■ Task requirements
Find every line in the items below that contains the word "jacket", and copy each of those lines.
——
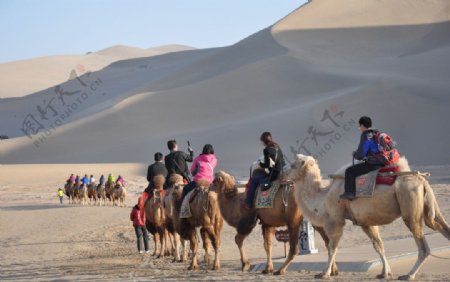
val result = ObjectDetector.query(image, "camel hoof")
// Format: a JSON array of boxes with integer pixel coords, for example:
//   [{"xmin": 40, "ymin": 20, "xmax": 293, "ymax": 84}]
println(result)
[
  {"xmin": 377, "ymin": 273, "xmax": 392, "ymax": 279},
  {"xmin": 314, "ymin": 273, "xmax": 330, "ymax": 279},
  {"xmin": 330, "ymin": 269, "xmax": 339, "ymax": 276},
  {"xmin": 273, "ymin": 270, "xmax": 286, "ymax": 275},
  {"xmin": 398, "ymin": 274, "xmax": 414, "ymax": 280},
  {"xmin": 242, "ymin": 262, "xmax": 250, "ymax": 272},
  {"xmin": 188, "ymin": 265, "xmax": 198, "ymax": 271},
  {"xmin": 262, "ymin": 269, "xmax": 273, "ymax": 274}
]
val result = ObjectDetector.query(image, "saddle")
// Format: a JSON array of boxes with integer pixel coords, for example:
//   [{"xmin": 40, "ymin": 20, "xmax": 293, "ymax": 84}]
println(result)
[{"xmin": 356, "ymin": 166, "xmax": 400, "ymax": 198}]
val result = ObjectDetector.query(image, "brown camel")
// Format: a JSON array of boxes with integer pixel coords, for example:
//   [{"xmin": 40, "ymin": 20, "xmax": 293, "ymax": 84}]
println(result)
[
  {"xmin": 97, "ymin": 184, "xmax": 106, "ymax": 206},
  {"xmin": 289, "ymin": 155, "xmax": 450, "ymax": 280},
  {"xmin": 144, "ymin": 175, "xmax": 168, "ymax": 258},
  {"xmin": 163, "ymin": 174, "xmax": 187, "ymax": 262},
  {"xmin": 112, "ymin": 183, "xmax": 127, "ymax": 207},
  {"xmin": 64, "ymin": 182, "xmax": 75, "ymax": 204},
  {"xmin": 180, "ymin": 180, "xmax": 223, "ymax": 270},
  {"xmin": 214, "ymin": 171, "xmax": 337, "ymax": 275},
  {"xmin": 87, "ymin": 182, "xmax": 98, "ymax": 205},
  {"xmin": 78, "ymin": 185, "xmax": 87, "ymax": 205},
  {"xmin": 72, "ymin": 181, "xmax": 81, "ymax": 204},
  {"xmin": 105, "ymin": 181, "xmax": 114, "ymax": 205}
]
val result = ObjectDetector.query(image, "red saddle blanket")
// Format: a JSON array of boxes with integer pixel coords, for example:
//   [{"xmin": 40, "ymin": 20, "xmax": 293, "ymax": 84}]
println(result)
[{"xmin": 376, "ymin": 166, "xmax": 400, "ymax": 185}]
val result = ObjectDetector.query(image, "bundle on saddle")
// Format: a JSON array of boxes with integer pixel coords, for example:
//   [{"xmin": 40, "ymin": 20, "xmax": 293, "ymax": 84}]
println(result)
[
  {"xmin": 180, "ymin": 179, "xmax": 211, "ymax": 218},
  {"xmin": 252, "ymin": 168, "xmax": 294, "ymax": 209},
  {"xmin": 329, "ymin": 131, "xmax": 429, "ymax": 198}
]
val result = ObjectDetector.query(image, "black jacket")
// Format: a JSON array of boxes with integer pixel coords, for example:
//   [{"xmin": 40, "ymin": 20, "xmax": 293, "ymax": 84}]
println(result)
[
  {"xmin": 260, "ymin": 146, "xmax": 286, "ymax": 181},
  {"xmin": 147, "ymin": 162, "xmax": 167, "ymax": 186},
  {"xmin": 164, "ymin": 151, "xmax": 194, "ymax": 181}
]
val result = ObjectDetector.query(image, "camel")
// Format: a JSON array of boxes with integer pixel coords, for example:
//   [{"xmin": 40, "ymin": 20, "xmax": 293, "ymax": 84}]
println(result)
[
  {"xmin": 72, "ymin": 181, "xmax": 81, "ymax": 203},
  {"xmin": 97, "ymin": 184, "xmax": 106, "ymax": 206},
  {"xmin": 144, "ymin": 175, "xmax": 168, "ymax": 258},
  {"xmin": 64, "ymin": 182, "xmax": 75, "ymax": 204},
  {"xmin": 105, "ymin": 181, "xmax": 114, "ymax": 205},
  {"xmin": 213, "ymin": 171, "xmax": 337, "ymax": 275},
  {"xmin": 289, "ymin": 155, "xmax": 450, "ymax": 280},
  {"xmin": 163, "ymin": 174, "xmax": 187, "ymax": 262},
  {"xmin": 87, "ymin": 182, "xmax": 98, "ymax": 205},
  {"xmin": 78, "ymin": 185, "xmax": 87, "ymax": 205},
  {"xmin": 112, "ymin": 183, "xmax": 127, "ymax": 207},
  {"xmin": 180, "ymin": 180, "xmax": 223, "ymax": 270}
]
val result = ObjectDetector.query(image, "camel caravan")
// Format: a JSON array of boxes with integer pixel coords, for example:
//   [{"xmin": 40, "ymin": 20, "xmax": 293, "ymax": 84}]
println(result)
[
  {"xmin": 133, "ymin": 117, "xmax": 450, "ymax": 280},
  {"xmin": 64, "ymin": 174, "xmax": 127, "ymax": 207}
]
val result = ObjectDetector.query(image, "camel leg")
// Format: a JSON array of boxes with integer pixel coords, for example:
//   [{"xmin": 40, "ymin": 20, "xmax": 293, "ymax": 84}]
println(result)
[
  {"xmin": 172, "ymin": 232, "xmax": 181, "ymax": 262},
  {"xmin": 234, "ymin": 233, "xmax": 250, "ymax": 272},
  {"xmin": 153, "ymin": 232, "xmax": 159, "ymax": 256},
  {"xmin": 262, "ymin": 225, "xmax": 275, "ymax": 274},
  {"xmin": 188, "ymin": 228, "xmax": 198, "ymax": 270},
  {"xmin": 200, "ymin": 227, "xmax": 211, "ymax": 265},
  {"xmin": 274, "ymin": 222, "xmax": 300, "ymax": 275},
  {"xmin": 361, "ymin": 226, "xmax": 392, "ymax": 279},
  {"xmin": 180, "ymin": 237, "xmax": 188, "ymax": 262},
  {"xmin": 314, "ymin": 226, "xmax": 339, "ymax": 276},
  {"xmin": 206, "ymin": 226, "xmax": 220, "ymax": 270},
  {"xmin": 316, "ymin": 221, "xmax": 345, "ymax": 279},
  {"xmin": 398, "ymin": 218, "xmax": 431, "ymax": 280}
]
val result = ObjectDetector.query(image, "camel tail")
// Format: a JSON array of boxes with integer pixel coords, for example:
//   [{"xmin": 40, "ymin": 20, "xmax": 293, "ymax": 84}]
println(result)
[
  {"xmin": 423, "ymin": 178, "xmax": 450, "ymax": 240},
  {"xmin": 237, "ymin": 211, "xmax": 258, "ymax": 235}
]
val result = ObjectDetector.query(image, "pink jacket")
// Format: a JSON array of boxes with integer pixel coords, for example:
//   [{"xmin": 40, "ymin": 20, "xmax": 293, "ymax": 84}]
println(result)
[
  {"xmin": 130, "ymin": 207, "xmax": 145, "ymax": 226},
  {"xmin": 191, "ymin": 155, "xmax": 217, "ymax": 182}
]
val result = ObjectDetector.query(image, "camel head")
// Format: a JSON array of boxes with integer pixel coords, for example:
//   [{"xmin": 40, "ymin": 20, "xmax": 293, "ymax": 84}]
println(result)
[
  {"xmin": 213, "ymin": 170, "xmax": 236, "ymax": 193},
  {"xmin": 153, "ymin": 175, "xmax": 166, "ymax": 190},
  {"xmin": 288, "ymin": 154, "xmax": 320, "ymax": 180}
]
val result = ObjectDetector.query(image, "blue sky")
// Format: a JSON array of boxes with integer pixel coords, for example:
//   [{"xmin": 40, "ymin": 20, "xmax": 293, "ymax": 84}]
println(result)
[{"xmin": 0, "ymin": 0, "xmax": 306, "ymax": 63}]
——
■ Answer to the exercise
val result = ObjectDetector.query(image, "black jacket")
val result = ObjectDetector.query(image, "pink jacket")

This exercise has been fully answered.